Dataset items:
****

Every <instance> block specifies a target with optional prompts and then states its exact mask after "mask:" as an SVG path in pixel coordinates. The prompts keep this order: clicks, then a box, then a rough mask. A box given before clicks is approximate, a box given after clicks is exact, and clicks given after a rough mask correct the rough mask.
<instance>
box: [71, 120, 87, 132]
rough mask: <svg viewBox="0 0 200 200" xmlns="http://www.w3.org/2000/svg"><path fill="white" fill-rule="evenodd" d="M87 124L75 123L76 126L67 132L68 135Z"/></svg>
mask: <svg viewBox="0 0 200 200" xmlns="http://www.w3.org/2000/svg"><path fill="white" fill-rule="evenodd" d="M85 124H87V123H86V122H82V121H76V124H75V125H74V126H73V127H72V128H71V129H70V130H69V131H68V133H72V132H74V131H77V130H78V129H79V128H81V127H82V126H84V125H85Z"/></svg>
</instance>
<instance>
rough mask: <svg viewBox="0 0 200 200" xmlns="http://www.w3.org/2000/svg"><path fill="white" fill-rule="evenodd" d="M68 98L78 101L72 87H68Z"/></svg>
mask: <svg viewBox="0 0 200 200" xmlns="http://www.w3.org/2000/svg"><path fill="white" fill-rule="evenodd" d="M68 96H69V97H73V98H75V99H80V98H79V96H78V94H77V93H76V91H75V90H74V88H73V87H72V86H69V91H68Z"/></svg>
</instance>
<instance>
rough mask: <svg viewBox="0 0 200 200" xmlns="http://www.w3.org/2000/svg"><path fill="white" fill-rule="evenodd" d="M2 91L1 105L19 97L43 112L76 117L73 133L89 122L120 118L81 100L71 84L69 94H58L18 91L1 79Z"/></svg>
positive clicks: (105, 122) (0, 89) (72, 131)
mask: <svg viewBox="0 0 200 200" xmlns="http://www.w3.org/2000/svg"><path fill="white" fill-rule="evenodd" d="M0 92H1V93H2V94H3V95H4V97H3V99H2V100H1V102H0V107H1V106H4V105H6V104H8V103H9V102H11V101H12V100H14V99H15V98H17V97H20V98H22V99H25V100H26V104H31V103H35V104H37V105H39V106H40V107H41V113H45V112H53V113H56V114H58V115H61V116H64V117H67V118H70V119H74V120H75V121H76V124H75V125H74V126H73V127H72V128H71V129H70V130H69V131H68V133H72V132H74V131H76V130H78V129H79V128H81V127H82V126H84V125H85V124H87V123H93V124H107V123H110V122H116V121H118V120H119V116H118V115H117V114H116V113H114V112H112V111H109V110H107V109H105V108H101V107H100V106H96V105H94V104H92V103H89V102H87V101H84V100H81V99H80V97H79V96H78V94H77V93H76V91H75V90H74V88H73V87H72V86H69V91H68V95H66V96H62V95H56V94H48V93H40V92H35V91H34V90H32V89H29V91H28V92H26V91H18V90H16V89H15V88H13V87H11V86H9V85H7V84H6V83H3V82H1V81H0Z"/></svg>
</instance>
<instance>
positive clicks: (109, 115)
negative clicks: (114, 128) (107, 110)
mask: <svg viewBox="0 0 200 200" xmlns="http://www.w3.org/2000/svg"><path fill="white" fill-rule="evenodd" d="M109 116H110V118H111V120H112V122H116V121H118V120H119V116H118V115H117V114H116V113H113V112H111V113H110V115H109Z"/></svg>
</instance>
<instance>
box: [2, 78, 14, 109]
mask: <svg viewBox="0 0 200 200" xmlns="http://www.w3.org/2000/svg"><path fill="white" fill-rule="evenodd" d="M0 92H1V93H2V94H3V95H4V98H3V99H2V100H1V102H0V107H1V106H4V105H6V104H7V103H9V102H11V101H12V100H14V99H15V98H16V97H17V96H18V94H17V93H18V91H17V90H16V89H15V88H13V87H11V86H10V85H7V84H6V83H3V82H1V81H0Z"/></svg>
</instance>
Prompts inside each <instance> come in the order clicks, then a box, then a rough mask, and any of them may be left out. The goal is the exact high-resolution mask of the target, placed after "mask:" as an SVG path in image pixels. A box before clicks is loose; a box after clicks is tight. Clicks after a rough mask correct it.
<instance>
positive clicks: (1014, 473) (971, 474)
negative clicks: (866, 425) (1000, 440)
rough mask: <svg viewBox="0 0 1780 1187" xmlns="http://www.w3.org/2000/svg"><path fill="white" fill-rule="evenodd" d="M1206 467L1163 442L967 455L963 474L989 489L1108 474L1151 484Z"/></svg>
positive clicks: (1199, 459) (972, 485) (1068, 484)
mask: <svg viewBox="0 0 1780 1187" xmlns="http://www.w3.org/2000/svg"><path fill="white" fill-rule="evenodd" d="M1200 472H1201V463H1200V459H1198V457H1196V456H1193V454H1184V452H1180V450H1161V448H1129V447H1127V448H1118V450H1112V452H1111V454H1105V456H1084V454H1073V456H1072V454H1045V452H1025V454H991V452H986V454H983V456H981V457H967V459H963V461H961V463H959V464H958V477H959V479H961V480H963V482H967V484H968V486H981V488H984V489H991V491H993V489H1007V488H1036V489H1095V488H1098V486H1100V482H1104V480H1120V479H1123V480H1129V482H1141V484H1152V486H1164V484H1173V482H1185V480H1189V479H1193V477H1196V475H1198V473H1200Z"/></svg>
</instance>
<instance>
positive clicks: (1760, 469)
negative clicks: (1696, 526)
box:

****

(What you should do)
The required output is every line above from the one with "negative clicks: (114, 128) (107, 110)" down to the one with "467L1163 442L967 455L963", restated word for word, ends included.

(Answer space)
negative clicks: (114, 128) (107, 110)
mask: <svg viewBox="0 0 200 200" xmlns="http://www.w3.org/2000/svg"><path fill="white" fill-rule="evenodd" d="M109 116H110V118H111V120H112V122H116V121H118V120H119V116H118V115H117V114H116V113H113V112H111V113H110V115H109Z"/></svg>
</instance>
<instance>
box: [2, 78, 14, 109]
mask: <svg viewBox="0 0 200 200" xmlns="http://www.w3.org/2000/svg"><path fill="white" fill-rule="evenodd" d="M0 92H1V93H2V94H3V95H4V98H3V99H2V100H1V102H0V107H1V106H4V105H6V104H7V103H9V102H11V101H12V100H14V99H15V98H16V97H17V96H18V94H17V93H18V91H17V90H16V89H15V88H13V87H11V86H10V85H7V84H6V83H3V82H1V81H0Z"/></svg>
</instance>
Prompts inside each <instance> come in the order clicks, then a box, then a rough mask, and any of them may be left out. The goal is the exact high-resolution mask of the target, placed after "mask:" as an SVG path in image pixels. A box before clicks is loose; a box after clicks is tight. Clicks after a rough mask correct it.
<instance>
positive clicks: (1014, 473) (971, 474)
negative clicks: (866, 425) (1000, 440)
rough mask: <svg viewBox="0 0 1780 1187" xmlns="http://www.w3.org/2000/svg"><path fill="white" fill-rule="evenodd" d="M1206 467L1163 442L967 455L963 474L989 489L1108 474L1151 484Z"/></svg>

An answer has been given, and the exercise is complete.